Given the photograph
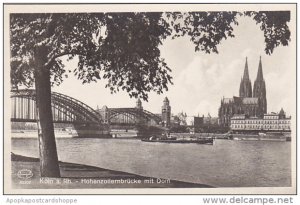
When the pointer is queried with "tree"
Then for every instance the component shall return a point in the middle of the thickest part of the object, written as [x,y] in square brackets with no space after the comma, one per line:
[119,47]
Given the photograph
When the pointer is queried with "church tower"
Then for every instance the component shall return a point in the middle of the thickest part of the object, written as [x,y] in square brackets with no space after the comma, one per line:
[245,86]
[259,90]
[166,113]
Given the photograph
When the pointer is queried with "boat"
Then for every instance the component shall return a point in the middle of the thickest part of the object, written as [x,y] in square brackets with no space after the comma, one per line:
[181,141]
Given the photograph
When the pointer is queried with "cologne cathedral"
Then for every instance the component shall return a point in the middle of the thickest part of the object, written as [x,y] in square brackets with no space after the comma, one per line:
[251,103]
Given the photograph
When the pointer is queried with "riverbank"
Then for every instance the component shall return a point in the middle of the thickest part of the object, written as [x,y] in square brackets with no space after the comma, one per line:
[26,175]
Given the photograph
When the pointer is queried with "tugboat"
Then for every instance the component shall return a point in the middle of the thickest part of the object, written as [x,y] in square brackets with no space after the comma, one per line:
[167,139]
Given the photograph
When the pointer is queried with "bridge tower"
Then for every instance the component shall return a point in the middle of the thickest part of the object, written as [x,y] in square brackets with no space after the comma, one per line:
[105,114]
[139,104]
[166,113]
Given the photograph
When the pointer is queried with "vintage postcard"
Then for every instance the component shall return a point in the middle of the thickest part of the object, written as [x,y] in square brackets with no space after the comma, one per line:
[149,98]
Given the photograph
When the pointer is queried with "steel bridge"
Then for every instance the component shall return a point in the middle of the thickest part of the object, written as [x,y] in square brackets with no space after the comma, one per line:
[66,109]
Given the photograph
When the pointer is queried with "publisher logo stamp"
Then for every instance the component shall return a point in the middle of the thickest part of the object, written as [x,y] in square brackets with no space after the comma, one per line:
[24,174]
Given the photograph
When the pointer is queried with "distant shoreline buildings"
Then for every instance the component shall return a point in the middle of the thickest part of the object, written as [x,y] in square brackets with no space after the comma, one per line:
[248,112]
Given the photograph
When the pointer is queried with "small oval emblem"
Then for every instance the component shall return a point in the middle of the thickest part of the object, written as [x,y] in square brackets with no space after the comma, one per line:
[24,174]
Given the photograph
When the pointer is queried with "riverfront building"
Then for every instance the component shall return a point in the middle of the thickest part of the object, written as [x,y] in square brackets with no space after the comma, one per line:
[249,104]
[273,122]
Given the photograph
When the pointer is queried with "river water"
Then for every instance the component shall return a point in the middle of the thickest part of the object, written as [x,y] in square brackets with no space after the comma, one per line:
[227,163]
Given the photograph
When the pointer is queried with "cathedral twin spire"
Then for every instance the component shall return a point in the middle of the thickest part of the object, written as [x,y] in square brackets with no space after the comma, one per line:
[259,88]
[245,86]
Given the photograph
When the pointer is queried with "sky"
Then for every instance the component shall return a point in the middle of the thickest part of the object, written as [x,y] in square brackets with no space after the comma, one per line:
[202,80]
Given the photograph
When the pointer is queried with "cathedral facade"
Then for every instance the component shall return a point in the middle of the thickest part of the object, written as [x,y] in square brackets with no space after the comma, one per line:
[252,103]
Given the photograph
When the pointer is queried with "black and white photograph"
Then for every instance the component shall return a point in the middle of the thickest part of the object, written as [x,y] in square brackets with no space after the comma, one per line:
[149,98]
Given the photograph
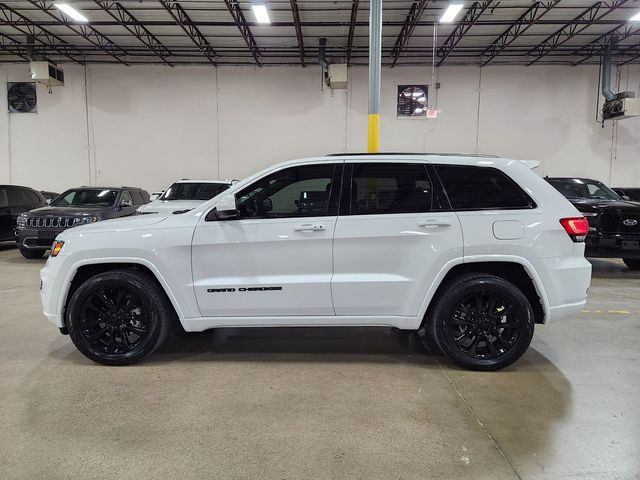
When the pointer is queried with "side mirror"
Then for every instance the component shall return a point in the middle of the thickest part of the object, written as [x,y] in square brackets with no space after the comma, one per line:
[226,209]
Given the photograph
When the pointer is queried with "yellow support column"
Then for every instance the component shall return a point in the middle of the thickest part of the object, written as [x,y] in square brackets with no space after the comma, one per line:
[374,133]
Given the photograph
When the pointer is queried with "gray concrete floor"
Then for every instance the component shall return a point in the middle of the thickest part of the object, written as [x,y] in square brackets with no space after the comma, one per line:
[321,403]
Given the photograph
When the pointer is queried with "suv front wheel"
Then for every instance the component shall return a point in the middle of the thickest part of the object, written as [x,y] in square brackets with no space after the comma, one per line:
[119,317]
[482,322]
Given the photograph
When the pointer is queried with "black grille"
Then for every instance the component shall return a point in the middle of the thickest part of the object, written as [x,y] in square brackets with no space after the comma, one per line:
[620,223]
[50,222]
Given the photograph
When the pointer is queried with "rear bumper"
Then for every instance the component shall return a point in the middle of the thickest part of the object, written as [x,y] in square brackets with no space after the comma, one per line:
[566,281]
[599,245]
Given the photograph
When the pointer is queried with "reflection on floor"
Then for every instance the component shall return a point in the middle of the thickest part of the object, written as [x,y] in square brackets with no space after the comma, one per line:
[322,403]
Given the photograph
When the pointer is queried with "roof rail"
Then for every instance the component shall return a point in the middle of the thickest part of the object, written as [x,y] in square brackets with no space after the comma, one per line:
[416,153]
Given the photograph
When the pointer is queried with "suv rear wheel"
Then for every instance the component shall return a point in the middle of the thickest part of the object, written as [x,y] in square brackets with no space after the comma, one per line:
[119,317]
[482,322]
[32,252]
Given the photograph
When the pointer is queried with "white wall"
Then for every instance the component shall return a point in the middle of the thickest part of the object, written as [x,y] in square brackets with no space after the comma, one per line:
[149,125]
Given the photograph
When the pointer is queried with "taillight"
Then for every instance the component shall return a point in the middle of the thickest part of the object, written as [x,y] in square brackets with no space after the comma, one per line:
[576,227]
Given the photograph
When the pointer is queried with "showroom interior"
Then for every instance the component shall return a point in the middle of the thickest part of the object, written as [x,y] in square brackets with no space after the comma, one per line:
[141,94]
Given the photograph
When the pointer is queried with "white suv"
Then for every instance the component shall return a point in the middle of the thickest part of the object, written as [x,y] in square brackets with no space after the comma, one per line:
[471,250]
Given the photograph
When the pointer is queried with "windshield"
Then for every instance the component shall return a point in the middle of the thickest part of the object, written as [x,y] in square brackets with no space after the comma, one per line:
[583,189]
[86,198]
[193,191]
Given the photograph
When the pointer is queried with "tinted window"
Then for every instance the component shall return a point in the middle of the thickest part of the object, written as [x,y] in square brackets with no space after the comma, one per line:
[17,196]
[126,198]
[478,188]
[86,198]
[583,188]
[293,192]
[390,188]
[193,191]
---
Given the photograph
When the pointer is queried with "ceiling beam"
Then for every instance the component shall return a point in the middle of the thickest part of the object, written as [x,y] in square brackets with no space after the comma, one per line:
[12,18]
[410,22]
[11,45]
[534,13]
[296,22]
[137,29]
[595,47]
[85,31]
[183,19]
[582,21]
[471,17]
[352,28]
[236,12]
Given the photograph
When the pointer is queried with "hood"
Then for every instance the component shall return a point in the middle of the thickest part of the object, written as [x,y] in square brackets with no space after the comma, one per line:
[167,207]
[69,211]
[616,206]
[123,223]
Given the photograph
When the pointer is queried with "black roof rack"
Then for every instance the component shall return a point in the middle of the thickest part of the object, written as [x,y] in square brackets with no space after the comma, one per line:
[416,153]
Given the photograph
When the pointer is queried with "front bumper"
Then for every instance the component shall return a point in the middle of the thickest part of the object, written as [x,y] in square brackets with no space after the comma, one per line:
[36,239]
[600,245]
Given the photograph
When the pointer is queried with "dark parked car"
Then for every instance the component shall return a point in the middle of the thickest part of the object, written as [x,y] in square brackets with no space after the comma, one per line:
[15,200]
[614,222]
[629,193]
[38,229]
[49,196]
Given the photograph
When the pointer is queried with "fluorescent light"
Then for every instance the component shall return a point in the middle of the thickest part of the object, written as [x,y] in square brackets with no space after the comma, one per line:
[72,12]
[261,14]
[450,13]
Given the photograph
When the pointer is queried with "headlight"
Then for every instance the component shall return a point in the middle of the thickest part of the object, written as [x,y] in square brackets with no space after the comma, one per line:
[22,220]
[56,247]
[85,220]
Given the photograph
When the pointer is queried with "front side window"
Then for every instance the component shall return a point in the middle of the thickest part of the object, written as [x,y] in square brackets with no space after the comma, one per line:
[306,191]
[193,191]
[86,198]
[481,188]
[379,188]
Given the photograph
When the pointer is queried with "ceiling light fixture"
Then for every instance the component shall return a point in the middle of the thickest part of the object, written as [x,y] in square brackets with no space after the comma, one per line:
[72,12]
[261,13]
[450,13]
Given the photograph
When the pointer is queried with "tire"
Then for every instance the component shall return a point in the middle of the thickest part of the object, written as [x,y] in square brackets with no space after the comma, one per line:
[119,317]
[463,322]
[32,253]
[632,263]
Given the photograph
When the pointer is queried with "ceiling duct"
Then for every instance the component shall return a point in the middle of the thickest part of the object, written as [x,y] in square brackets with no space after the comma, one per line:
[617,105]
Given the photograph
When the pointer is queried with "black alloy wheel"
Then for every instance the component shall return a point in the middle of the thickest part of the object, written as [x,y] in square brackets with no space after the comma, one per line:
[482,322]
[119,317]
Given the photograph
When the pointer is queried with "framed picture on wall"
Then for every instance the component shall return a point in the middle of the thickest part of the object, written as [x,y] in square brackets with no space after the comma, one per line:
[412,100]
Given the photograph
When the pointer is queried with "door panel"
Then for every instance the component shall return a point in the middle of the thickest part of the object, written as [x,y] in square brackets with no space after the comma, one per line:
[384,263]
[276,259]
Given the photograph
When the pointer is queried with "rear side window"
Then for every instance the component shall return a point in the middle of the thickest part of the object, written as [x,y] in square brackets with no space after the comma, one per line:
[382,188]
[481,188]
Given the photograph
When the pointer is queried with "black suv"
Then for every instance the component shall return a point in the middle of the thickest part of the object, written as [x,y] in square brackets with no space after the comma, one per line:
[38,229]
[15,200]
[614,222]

- _WRITTEN TASK_: List every line of the records that contains the string "window", copying each one in full.

- _WRITTEN ANSWER_:
When the pointer is queried with "tinted window"
When the pointer is queried with "front side window"
When the pointer is queried with "rear side window"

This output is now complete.